SELECTED TEXT ▸
········
- Directed by: Clyde Geronimi
- Story by: Eric Gurney Dick Huemer
- Based on: Peter and the Wolf by Sergei Prokofiev
- Produced by: Walt Disney
- Starring: Jimmy MacDonald Pinto Colvig
- Narrated by: Sterling Holloway
- Music by: Edward H. Plumb Kurt Graunke (conductor)
- Animation by: Ollie Johnston Ward Kimball Eric Larson John Lounsbery George Rowley (effects)
- Layouts by: Charles Philippi Hugh Hennessy
- Backgrounds by: Claude Coats
- Production company: Walt Disney Productions
- Distributed by: RKO Radio Pictures
- Release date: August 15, 1946 (USA);
- Running time: 15 minutes
- Country: United States

= Peter and the Wolf (1946 film) =

Peter and the Wolf is a 1946 animated short based on the 1936 musical composition/fairy tale by Sergei Prokofiev, produced by Walt Disney and narrated by Sterling Holloway. It was originally released theatrically as a segment in Make Mine Music. It was re-issued the following year accompanying a re-issue of Fantasia (as a short subject before the film), then released separately on home video in the 1990s.

==Background==

Prokofiev, while touring the West in 1938, visited Los Angeles and met Walt Disney. Prokofiev performed the piano version of Peter and the Wolf for "le papa de Mickey Mouse", as Prokofiev described him in a letter to his sons. Disney was impressed, and considered adding an animated version of Peter and the Wolf to Fantasia, which was to be released in 1940. Due to the war, these plans fell through, and it was not until 1946 that Disney released his version of Peter and the Wolf. It is not known if Prokofiev, by that point behind the Iron Curtain, was aware of this.
········
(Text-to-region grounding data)

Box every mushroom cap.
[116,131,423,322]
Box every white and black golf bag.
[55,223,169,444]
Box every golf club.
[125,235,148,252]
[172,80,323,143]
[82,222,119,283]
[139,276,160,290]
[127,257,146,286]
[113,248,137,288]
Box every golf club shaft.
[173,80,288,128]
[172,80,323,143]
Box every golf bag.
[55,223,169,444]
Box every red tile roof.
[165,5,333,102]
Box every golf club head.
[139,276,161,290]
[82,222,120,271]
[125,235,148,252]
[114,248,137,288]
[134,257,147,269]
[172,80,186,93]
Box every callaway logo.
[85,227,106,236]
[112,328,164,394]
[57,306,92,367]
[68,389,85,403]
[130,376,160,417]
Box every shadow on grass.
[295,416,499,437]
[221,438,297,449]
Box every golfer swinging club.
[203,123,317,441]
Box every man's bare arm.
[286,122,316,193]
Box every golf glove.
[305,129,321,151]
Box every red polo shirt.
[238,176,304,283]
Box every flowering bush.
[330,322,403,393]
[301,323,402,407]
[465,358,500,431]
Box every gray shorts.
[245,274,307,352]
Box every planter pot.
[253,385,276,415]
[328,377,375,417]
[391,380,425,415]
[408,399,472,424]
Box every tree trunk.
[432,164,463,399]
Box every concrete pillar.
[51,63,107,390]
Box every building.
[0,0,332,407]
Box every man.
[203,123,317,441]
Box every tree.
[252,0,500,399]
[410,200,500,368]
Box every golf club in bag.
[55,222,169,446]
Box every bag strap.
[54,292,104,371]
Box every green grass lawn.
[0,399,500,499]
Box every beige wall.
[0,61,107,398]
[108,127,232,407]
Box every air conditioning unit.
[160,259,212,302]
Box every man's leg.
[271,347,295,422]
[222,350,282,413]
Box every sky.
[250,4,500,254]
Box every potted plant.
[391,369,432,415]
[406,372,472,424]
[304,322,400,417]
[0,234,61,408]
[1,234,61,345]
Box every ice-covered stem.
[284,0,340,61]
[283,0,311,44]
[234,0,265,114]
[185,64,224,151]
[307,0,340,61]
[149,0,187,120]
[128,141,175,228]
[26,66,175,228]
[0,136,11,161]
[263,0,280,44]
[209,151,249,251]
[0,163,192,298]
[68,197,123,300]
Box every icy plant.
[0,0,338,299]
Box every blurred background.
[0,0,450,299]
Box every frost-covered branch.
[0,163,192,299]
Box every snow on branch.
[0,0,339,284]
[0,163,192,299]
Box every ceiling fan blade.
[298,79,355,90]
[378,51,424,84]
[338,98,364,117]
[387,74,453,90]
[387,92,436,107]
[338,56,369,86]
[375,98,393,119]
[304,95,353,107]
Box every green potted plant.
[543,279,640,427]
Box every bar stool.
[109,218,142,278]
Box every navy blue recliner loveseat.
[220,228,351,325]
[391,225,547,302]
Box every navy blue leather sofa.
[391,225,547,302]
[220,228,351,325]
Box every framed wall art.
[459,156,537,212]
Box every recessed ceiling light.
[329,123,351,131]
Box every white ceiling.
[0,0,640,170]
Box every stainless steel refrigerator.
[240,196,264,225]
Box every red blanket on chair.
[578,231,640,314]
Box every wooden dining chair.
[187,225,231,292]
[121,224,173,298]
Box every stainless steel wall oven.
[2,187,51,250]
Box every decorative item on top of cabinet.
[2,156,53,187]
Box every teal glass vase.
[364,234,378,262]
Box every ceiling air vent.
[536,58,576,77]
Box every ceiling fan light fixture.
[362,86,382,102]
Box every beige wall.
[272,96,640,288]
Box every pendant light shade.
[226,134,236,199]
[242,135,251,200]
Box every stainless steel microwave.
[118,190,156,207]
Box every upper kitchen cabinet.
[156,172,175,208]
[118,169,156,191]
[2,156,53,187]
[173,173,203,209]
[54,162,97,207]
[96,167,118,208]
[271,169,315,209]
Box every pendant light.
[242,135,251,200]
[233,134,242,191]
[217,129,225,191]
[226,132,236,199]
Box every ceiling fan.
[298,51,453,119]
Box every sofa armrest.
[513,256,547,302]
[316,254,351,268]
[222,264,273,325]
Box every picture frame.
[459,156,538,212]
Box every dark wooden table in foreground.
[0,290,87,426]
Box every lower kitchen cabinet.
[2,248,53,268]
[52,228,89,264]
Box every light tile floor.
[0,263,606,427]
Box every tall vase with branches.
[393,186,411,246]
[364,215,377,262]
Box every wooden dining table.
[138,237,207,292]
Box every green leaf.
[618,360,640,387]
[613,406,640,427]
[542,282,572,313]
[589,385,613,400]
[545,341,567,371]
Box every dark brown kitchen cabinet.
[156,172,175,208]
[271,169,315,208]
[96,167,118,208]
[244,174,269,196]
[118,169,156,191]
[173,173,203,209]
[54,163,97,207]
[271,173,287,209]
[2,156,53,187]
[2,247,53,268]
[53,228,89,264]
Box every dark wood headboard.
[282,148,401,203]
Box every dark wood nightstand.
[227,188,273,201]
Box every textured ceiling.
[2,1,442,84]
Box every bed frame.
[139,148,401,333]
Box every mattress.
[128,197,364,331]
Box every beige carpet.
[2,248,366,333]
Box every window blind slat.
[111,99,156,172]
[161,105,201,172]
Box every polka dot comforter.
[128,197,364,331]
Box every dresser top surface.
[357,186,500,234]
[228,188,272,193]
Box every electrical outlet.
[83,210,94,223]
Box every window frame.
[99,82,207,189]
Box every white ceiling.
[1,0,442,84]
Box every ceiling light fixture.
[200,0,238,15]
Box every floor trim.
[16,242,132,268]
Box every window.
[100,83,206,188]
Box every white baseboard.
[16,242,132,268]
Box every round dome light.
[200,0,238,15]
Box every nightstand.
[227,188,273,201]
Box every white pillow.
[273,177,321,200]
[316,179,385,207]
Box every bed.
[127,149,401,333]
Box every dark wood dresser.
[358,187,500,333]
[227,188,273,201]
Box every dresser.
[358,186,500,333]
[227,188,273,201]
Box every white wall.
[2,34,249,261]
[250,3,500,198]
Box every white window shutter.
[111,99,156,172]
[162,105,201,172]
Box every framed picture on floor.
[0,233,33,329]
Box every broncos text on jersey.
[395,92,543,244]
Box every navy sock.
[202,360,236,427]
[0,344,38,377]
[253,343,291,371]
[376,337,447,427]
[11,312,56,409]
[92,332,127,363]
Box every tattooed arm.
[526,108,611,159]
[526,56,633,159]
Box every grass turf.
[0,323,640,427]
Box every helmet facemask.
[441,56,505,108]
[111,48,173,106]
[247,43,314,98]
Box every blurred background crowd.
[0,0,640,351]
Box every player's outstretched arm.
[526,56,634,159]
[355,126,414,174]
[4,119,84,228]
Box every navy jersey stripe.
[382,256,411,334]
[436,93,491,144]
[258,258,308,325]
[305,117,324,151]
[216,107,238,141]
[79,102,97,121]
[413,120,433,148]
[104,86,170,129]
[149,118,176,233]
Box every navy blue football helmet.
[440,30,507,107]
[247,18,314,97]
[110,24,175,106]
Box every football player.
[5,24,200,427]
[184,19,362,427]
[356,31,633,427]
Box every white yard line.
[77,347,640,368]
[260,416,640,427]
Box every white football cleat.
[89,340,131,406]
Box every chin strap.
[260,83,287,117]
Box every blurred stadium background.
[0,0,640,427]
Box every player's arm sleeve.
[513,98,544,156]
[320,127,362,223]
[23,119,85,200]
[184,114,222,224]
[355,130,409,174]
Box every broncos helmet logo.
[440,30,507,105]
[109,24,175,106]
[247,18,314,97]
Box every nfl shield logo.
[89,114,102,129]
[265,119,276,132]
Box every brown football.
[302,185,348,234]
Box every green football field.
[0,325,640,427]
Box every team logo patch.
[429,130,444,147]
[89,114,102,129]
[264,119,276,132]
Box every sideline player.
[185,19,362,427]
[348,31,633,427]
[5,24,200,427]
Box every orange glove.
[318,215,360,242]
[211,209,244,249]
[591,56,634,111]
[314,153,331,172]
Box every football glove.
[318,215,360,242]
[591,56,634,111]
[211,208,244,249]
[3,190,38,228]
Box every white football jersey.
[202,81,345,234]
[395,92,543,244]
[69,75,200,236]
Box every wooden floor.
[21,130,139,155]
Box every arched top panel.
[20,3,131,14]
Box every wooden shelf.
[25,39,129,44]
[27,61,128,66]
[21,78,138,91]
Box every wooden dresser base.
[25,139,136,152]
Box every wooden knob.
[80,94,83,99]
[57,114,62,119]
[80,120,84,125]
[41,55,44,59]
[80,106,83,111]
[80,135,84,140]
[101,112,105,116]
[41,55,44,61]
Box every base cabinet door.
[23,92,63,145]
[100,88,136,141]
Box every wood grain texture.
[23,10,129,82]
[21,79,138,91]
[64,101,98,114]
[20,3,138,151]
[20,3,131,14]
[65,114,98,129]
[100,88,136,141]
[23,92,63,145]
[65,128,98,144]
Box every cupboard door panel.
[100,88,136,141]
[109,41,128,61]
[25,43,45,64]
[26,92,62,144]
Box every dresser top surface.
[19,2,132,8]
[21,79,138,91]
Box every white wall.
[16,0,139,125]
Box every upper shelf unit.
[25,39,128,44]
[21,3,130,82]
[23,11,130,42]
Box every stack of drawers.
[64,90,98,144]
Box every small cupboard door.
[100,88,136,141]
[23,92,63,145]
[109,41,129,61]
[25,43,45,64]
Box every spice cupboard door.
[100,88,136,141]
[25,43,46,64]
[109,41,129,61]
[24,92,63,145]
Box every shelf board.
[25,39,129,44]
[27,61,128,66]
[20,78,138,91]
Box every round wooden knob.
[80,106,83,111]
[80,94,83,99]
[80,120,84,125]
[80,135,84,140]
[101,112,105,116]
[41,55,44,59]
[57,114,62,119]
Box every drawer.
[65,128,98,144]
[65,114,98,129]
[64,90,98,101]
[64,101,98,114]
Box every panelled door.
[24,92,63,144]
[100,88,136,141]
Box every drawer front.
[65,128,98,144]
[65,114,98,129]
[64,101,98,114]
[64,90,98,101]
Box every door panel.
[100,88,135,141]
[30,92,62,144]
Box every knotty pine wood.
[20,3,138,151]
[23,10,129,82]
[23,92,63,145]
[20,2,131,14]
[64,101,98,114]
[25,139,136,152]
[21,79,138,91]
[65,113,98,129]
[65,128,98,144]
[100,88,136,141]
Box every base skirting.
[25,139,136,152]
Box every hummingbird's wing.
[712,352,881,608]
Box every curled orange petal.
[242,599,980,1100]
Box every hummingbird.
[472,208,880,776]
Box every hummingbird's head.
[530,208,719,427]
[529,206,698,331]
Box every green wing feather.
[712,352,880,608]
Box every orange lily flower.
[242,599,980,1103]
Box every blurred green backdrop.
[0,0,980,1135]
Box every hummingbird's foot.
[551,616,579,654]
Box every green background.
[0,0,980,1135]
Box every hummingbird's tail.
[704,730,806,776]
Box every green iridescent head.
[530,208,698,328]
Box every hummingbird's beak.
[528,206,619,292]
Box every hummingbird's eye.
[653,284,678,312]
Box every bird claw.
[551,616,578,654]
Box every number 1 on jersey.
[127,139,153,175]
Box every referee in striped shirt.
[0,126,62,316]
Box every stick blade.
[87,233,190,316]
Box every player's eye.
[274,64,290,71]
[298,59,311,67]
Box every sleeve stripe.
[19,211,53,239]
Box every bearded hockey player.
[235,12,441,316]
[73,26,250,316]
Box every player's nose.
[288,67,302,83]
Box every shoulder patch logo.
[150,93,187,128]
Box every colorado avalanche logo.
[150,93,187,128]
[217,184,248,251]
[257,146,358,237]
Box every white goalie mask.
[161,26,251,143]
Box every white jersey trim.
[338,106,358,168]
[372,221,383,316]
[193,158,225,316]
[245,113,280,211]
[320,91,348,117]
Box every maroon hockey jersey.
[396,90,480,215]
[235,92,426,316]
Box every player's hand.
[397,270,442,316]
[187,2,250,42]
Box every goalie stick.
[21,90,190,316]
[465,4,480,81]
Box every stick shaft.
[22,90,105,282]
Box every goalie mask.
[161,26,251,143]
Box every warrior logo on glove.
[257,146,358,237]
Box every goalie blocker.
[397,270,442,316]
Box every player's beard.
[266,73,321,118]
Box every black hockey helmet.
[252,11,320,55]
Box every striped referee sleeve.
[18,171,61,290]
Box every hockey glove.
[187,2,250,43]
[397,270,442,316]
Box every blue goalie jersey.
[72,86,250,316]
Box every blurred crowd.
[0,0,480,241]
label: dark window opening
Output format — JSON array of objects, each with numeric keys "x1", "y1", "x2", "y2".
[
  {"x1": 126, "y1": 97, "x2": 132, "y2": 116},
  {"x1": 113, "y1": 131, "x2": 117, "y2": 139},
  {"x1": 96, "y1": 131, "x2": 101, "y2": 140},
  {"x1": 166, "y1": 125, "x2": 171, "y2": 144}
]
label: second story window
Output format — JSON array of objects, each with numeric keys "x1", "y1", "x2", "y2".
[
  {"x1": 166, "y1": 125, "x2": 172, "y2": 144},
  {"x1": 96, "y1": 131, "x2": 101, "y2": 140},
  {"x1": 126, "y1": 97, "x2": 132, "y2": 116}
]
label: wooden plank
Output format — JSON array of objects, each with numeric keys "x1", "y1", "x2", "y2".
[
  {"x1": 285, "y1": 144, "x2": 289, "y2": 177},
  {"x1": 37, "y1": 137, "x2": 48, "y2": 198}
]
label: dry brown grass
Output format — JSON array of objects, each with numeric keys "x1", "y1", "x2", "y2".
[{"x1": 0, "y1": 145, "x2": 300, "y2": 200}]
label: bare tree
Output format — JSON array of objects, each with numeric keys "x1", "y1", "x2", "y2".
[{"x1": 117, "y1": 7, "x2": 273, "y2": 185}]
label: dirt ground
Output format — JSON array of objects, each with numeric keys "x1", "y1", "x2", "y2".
········
PROBLEM SET ▸
**a)** In the article on Disney's Peter and the Wolf, rewrite the stretch from "Peter and the Wolf is" through "in the 1990s.", putting "cartoon" in place of "animated short".
**b)** According to the article on Disney's Peter and the Wolf, why did the animated version not become part of Fantasia? Please answer in one to three sentences.
**c)** Continue the article on Disney's Peter and the Wolf from the point where it stops.

RESULTS OF THE TASKS ▸
**a)**
Peter and the Wolf is a 1946 cartoon based on the 1936 musical composition/fairy tale by Sergei Prokofiev, produced by Walt Disney and narrated by Sterling Holloway. It was originally released theatrically as a segment in Make Mine Music. It was re-issued the following year accompanying a re-issue of Fantasia (as a short subject before the film), then released separately on home video in the 1990s.

**b)** Disney considered adding it to Fantasia, due out in 1940, but those plans fell through because of the war. His version was not released until 1946.

**c)**
==Plot==
In Disney's animated adaptation of Prokofiev's masterpiece, in which every character is represented musically by a different instrument. The apparent setting is Russia. A young Peter decides to go hunting for the wolf that has been prowling around the village. Along the way, he is joined by his friends Sasha the songbird, Sonia the duck, and Ivan the cat. All the fun comes to end, however, when the hungry wolf makes an appearance.

==Differences from the original==
This version makes several changes to the original story, for example:
- During the character introduction, the animals are given names: "Sasha" the songbird, "Sonia" the duck, and "Ivan" the cat.
- As the cartoon begins, Peter and his friends already know there is a wolf nearby and are preparing to catch him. Also, Peter's grandfather shows up almost immediately, whereas in most versions of the story he doesn't appear until just before the wolf shows up, plus here he isn't present in the parade following the wolf's capture.
- The hunters also get names at a later point in the story: "Misha" (the fat one), "Yasha" (the tall one), and "Vladimir" (the tiny one, whom Sterling Holloway identifies).
- Peter day-dreams of hunting and catching the wolf and exits the garden carrying a wooden "pop-gun" rifle with the purpose of hunting the wolf down.
- At the end, in a complete reversal of the original (and to make the story more child-friendly), it turns out that the duck, Sonia, has not been eaten by the wolf. (The wolf is shown chasing Sonia, who eventually dives into an old tree's hollow trunk. The wolf sticks his snout in after her and begins to thrash about as feathers stream out from other holes in the tree. He returns in view with some of Sonia's feathers in his mouth, licking his jaws in visible satisfaction. Peter, Ivan, and Sasha tearfully assume that Sonia has been eaten. After the wolf has been caught, Sasha is shown mourning Sonia at the base of the tree. She comes out of the tree trunk at that point and they are happily reunited as they both race to Peter's village).

==In other media==
An audio recording of this version with expanded narration by Sterling Holloway was released on Disneyland Records (DQ-1242).

Peter and the Wolf is featured on DVD in the Walt Disney Gold Classic Collection release of Make Mine Music and in Walt Disney's It's a Small World of Fun! Vol. 2.